Aim: Below is a set of records; print all of them exactly as written.

^^^^

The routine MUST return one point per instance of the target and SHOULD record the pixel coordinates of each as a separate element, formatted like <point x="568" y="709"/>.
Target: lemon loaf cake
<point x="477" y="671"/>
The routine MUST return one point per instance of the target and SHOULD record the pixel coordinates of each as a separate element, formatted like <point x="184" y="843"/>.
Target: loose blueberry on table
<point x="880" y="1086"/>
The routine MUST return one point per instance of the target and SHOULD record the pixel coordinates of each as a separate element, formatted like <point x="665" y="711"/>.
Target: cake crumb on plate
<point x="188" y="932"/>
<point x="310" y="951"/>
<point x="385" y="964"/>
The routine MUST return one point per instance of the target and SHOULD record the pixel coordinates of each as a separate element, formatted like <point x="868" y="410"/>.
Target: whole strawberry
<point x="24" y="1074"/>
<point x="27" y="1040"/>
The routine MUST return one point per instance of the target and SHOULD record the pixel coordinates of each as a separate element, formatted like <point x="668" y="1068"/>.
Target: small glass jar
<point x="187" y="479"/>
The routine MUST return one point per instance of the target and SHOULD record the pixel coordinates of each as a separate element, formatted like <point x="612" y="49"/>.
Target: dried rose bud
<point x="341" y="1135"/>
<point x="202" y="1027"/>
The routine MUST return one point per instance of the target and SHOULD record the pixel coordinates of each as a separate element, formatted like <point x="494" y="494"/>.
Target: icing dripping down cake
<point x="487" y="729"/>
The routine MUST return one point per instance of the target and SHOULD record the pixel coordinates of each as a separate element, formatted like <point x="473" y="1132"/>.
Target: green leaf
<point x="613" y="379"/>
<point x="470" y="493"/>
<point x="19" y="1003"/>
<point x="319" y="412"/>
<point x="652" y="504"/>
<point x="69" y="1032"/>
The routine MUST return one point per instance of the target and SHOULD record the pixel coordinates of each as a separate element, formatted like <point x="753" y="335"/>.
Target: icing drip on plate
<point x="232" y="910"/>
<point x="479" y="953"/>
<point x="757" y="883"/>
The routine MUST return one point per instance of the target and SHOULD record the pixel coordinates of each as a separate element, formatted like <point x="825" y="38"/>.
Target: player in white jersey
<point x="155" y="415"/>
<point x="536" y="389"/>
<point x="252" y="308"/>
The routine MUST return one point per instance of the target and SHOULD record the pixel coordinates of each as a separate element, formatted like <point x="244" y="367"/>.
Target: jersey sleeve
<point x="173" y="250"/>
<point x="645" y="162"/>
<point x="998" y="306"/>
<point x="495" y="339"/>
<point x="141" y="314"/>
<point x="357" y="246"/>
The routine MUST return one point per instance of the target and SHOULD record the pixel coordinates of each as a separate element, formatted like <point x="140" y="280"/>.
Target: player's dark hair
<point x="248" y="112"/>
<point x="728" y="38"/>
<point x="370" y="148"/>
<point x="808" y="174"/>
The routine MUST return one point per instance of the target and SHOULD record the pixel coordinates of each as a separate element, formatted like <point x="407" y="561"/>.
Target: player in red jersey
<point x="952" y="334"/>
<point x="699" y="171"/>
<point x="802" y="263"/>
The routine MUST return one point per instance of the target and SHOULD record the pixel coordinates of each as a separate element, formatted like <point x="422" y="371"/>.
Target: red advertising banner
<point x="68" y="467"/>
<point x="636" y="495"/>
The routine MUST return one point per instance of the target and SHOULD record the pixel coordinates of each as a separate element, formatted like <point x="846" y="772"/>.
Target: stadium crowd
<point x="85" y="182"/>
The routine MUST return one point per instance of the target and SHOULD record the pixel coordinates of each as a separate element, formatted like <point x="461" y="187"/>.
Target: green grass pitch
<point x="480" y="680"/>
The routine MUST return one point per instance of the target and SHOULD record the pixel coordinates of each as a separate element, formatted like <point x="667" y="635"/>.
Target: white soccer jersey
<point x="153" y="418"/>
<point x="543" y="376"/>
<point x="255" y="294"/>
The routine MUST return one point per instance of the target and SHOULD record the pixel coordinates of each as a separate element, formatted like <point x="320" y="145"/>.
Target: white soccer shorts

^^^^

Solution to this problem:
The routine MUST return one point per instance of the target and SHOULD record the pixel coordinates of each as a separate element, formatted like <point x="568" y="709"/>.
Target: lemon loaf cake
<point x="477" y="671"/>
The routine MUST return one point per instance of the target and SHOULD record the pixel coordinates of each as a separate element, formatted like <point x="184" y="843"/>.
Target: loose blueberry on table
<point x="880" y="1086"/>
The routine MUST return one point per instance of the target and SHOULD record the pixel coordinates of each as a separate element, formatted like <point x="665" y="711"/>.
Target: cake crumb on plate
<point x="188" y="932"/>
<point x="310" y="951"/>
<point x="385" y="964"/>
The routine MUST return one point per instance of the target and SHOULD record the pixel coordinates of each as a separate element, formatted like <point x="868" y="410"/>.
Target: whole strawberry
<point x="24" y="1074"/>
<point x="27" y="1040"/>
The routine MUST return one point per instance of the target and SHOULD record the pixel coordinates of each as a separate element, formatted like <point x="668" y="1068"/>.
Target: small glass jar
<point x="187" y="479"/>
The routine MUST return one point per instance of the target and SHOULD record the pixel coordinates of each as a separate element, formatted like <point x="612" y="49"/>.
Target: dried rose bud
<point x="341" y="1135"/>
<point x="202" y="1027"/>
The routine MUST return one point per instance of the target and SHOULD record the pixel coordinates of each as a separate element, formatted like <point x="494" y="494"/>.
Target: icing dripping down cake
<point x="487" y="729"/>
The routine MUST return one point per instance of the target and SHOULD record the pixel coordinates of each as a separate element, formatted like <point x="473" y="1132"/>.
Target: green leaf
<point x="613" y="379"/>
<point x="470" y="493"/>
<point x="19" y="1003"/>
<point x="319" y="412"/>
<point x="652" y="504"/>
<point x="69" y="1032"/>
The routine MUST return one point per instance of the target and SHOULD record the pixel coordinates of each as a separate element, formatted like <point x="753" y="335"/>.
Target: icing drip on plate
<point x="232" y="910"/>
<point x="479" y="953"/>
<point x="757" y="883"/>
The routine MUST return one point per instance of the target and SHOULD record the pixel coordinates of each as a separate element, formatted like <point x="825" y="38"/>.
Target: player in white jersey
<point x="155" y="415"/>
<point x="536" y="389"/>
<point x="252" y="308"/>
The routine MUST return one point per instance of the target and SHOULD record the pixel coordinates of each as a separate element, formatted like <point x="244" y="367"/>.
Target: jersey sleeve
<point x="173" y="250"/>
<point x="645" y="162"/>
<point x="998" y="306"/>
<point x="495" y="339"/>
<point x="141" y="314"/>
<point x="357" y="246"/>
The routine MUST return one point per instance of the target and SHOULD record the pixel coordinates of each as a separate element, formatted like <point x="140" y="280"/>.
Target: player's dark hair
<point x="248" y="112"/>
<point x="728" y="38"/>
<point x="370" y="148"/>
<point x="808" y="174"/>
The routine MUST return one point per instance of the target and SHOULD record the pixel coordinates of each as a separate element, formatted like <point x="407" y="561"/>.
Target: player in red jersey
<point x="952" y="334"/>
<point x="699" y="171"/>
<point x="802" y="263"/>
The routine MUST return one point per instance of the target and SHOULD record the pixel coordinates of each as a separate element, formatted like <point x="422" y="371"/>.
Target: red advertising banner
<point x="68" y="467"/>
<point x="636" y="495"/>
The routine MUST return one point per instance of the target and SHOULD record the pixel coordinates of each as a separate element, formatted like <point x="846" y="772"/>.
Target: stadium crowd
<point x="85" y="182"/>
The routine MUST return one point per instance of the target and SHOULD record the pixel coordinates of each as a separate element, formatted like <point x="461" y="187"/>.
Target: green grass pitch
<point x="480" y="680"/>
The routine MUST return one point per instance of the target and SHOULD record the pixel coordinates of each as a separate element, formatted like <point x="667" y="635"/>.
Target: white soccer jersey
<point x="153" y="418"/>
<point x="543" y="376"/>
<point x="255" y="294"/>
The routine MUST return one point per instance of the target and SHOULD record the pixel coordinates of each as a separate element, formatted like <point x="320" y="145"/>.
Target: white soccer shorts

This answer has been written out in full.